* _Directions_
1. In the tech layoffs article, how many people is Coinbase cutting from its workforce?
2. Summarize the tech layoffs article in two sentences.

* _Text excerpt_

####################

Tech companies rocked by layoffs as industry faces biggest downturn in two decades
Many technology companies that expanded during the pandemic are now pulling back, laying off workers and retracting job offers as the U.S. economy slows.
On Tuesday, the cryptocurrency exchange Coinbase said it was cutting its workforce by 18%, or about 1,100 people, with CEO Brian Armstrong warning that "we appear to be entering a recession after a 10-plus year economic boom." He added that the publicly traded company, which has a market value of more than $13 billion, "grew too quickly" in 2021 as it scaled up to take advantage of the crypto craze.
The slump is affecting a wide range of companies. Coinbase's cuts come one day after cryptocurrency company BlockFi, which had grown nearly sixfold in 2021, announced it was laying off about 250 people. Privacy and marketing company OneTrust last week let go 950 employees, Stitch Fix cut 330 and identity-verification company ID.me dismissed 130. Transportation company Bird slashed a similar number, while PolicyGenius gave pink slips to 170. And that's just in the past two weeks.
"Those companies are suffering right now," said CBS News technology reporter Dan Patterson. After staffing up during the pandemic, many tech players are consolidating as they contemplate the labor market, he said.
So far this year, tech companies worldwide have laid off a total of 35,000 workers, according to Layoffs.fyi, which tracks job cuts in the industry. Many more are abruptly reversing their hiring plans, in particular formerly fast-growing cryptocurrency companies.
"A lot of these companies have not only stopped hiring — they've rescinded job offers," Patterson noted.
Before slashing staff, Coinbase earlier this month yanked job offers from about 300 incoming hires, according to reporting from Vice, which described one now unemployed tech worker losing a "life-changing" $300,000 job offer.
With the value of bitcoin, ethereum and other popular currencies dropping sharply, startups in the risky cryptocurrency space are at the forefront of layoffs. But the tech downturn is broad — the Nasdaq composite index has lost 30% of its value since January, the biggest drop in the tech-heavy stock index since 2007, when it fell 48%.
That's affecting even established tech industry stalwarts. Meta and Twitter have slowed or paused hiring plans, while Netflix, Peloton and Robinhood are laying off workers.

####################

* _Dataset extract_
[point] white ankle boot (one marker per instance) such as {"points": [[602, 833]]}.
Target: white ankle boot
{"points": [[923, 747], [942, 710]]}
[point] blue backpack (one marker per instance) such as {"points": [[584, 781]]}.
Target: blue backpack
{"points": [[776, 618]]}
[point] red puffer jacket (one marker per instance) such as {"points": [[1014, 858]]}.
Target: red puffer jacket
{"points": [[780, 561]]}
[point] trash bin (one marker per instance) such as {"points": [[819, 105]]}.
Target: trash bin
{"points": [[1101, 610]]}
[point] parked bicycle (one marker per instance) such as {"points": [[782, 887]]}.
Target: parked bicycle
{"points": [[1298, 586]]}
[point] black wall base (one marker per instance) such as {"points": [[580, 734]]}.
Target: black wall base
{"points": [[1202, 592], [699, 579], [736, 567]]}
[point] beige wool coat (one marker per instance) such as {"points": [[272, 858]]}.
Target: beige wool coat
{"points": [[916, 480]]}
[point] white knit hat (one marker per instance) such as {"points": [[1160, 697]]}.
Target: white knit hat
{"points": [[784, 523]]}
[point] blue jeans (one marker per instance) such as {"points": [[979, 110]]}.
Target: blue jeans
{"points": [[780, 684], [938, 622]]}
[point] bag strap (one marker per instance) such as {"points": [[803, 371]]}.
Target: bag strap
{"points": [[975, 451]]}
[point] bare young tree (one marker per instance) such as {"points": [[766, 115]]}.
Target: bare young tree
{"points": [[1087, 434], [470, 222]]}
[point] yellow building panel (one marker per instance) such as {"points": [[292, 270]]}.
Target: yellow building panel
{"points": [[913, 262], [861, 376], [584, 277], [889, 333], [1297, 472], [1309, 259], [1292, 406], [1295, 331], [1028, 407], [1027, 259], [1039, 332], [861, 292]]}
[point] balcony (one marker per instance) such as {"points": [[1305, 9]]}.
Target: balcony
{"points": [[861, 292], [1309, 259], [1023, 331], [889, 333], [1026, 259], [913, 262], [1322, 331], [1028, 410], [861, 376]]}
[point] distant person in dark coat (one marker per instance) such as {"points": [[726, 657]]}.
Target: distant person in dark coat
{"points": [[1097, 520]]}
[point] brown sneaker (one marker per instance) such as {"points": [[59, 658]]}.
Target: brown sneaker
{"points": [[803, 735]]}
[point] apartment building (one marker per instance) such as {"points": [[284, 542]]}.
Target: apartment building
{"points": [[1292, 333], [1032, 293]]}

####################

* _Answers to the exercises_
1. About 1,100 people, or 18% of its workforce.

2. Many tech companies that expanded during the pandemic are now laying off workers and retracting job offers as the U.S. economy slows, with tech firms worldwide cutting 35,000 workers so far this year and Coinbase alone cutting about 1,100. Cryptocurrency startups are at the forefront of the layoffs, but the downturn is broad: the Nasdaq composite has lost 30% of its value since January, Meta and Twitter have slowed or paused hiring, and Netflix, Peloton and Robinhood are laying off workers.